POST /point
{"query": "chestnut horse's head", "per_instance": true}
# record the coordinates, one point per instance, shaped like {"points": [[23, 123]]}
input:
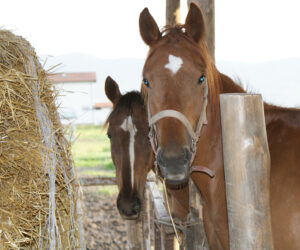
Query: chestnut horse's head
{"points": [[130, 149], [176, 78]]}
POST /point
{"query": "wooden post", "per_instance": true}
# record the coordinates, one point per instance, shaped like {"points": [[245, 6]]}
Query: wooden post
{"points": [[163, 233], [134, 235], [208, 10], [172, 12], [195, 235], [247, 171]]}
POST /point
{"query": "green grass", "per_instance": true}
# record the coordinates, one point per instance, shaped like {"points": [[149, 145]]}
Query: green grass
{"points": [[91, 150]]}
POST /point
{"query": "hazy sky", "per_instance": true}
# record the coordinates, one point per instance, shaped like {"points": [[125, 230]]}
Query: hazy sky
{"points": [[246, 30]]}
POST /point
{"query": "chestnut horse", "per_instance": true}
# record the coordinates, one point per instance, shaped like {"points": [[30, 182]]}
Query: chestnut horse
{"points": [[181, 88], [132, 154]]}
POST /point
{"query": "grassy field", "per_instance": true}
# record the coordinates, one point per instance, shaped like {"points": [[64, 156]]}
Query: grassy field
{"points": [[91, 151]]}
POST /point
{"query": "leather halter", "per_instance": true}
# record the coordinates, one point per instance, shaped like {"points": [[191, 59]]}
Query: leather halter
{"points": [[193, 134]]}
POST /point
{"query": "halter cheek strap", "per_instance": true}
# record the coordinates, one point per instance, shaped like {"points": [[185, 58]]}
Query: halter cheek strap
{"points": [[193, 134]]}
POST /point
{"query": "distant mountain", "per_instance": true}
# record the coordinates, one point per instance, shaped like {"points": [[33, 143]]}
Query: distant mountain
{"points": [[277, 81]]}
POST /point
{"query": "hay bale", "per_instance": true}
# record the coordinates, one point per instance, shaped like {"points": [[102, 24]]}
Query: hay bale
{"points": [[39, 201]]}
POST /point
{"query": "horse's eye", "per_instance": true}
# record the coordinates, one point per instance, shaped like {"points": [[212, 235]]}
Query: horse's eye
{"points": [[108, 135], [201, 79], [146, 82]]}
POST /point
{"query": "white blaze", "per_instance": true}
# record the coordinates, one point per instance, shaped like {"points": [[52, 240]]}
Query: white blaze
{"points": [[174, 64], [128, 125]]}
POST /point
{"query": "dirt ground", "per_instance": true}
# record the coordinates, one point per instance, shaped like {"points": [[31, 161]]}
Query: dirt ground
{"points": [[104, 228]]}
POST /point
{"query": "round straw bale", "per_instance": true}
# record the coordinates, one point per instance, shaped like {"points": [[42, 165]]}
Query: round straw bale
{"points": [[39, 201]]}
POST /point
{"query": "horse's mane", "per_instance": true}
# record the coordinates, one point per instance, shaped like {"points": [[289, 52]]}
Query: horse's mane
{"points": [[126, 101]]}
..............................
◆ **Task description**: From the listing above, extract every line that contains the string "green". Matches must be case-sensitive.

◆ **Result**:
{"query": "green grass", "per_instance": true}
Query: green grass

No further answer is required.